Material for this task
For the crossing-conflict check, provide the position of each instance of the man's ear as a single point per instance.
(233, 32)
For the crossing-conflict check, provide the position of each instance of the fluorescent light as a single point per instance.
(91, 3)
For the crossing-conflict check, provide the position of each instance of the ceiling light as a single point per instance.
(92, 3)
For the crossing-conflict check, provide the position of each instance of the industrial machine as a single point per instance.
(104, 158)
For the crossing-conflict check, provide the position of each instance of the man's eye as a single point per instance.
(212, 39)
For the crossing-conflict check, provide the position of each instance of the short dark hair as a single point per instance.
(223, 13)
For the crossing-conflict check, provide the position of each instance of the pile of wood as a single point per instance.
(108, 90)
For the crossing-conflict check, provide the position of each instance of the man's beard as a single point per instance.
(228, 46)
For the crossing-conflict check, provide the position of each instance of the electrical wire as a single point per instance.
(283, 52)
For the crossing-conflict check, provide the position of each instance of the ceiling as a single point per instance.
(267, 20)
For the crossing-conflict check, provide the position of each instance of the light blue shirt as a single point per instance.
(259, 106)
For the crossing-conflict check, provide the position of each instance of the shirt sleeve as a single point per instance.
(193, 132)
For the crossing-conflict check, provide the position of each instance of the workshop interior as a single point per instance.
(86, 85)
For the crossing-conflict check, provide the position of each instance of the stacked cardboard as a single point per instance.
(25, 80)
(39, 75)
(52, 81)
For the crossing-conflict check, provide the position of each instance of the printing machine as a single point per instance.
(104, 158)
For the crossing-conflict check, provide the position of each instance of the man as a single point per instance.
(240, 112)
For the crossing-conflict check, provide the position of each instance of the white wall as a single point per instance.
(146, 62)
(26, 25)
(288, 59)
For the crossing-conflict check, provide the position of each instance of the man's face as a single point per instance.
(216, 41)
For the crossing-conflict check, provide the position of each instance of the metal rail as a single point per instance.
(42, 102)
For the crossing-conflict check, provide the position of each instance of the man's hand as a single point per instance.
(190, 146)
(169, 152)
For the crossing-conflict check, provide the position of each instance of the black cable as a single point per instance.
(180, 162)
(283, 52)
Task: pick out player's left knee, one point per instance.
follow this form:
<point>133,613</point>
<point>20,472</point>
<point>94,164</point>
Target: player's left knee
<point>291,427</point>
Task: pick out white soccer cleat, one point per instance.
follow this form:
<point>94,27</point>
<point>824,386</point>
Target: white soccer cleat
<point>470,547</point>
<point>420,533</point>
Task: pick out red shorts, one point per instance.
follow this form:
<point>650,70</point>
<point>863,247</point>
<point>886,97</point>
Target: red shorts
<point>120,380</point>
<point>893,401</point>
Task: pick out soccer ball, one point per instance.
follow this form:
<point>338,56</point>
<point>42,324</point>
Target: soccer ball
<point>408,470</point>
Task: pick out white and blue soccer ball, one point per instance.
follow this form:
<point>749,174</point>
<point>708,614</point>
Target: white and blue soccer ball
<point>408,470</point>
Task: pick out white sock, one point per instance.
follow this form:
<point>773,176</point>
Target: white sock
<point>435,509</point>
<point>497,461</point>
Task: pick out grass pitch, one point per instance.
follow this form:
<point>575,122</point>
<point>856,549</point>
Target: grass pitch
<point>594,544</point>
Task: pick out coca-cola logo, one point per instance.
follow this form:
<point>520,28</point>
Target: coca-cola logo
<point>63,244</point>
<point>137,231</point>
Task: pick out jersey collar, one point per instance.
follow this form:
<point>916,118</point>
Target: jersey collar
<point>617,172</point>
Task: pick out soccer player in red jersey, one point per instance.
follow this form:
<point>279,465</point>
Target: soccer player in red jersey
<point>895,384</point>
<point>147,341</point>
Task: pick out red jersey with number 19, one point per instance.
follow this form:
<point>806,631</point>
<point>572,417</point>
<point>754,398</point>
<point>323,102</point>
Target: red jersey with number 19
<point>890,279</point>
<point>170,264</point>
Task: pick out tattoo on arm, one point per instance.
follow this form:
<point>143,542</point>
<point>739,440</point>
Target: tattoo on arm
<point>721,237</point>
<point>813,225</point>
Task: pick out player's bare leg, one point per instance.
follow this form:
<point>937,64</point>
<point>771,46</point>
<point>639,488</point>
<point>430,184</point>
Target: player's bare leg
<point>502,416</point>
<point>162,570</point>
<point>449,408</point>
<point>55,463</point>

Problem requirements
Exactly the lines from the one containing "Target: jersey collar" through the final line of the records above are needed, copied word for word.

Answer to this task
Target: jersey collar
<point>617,172</point>
Task: pick out soccer player in red jersey, one point per instance.
follow this form:
<point>279,465</point>
Target: soccer player in red jersey
<point>895,384</point>
<point>147,341</point>
Task: pick out red jersey with number 19, one point per instance.
follow this form:
<point>806,631</point>
<point>572,417</point>
<point>754,398</point>
<point>323,102</point>
Target: red jersey with number 19
<point>890,279</point>
<point>170,264</point>
Task: pick out tattoo on arm, one point per instance.
follow this form:
<point>143,542</point>
<point>739,440</point>
Target: tattoo on arm
<point>721,237</point>
<point>813,225</point>
Task: pick out player's bare leg, one point per instance.
follow this form:
<point>937,64</point>
<point>771,46</point>
<point>639,488</point>
<point>430,184</point>
Target: player's bare leg
<point>502,416</point>
<point>162,570</point>
<point>449,408</point>
<point>55,463</point>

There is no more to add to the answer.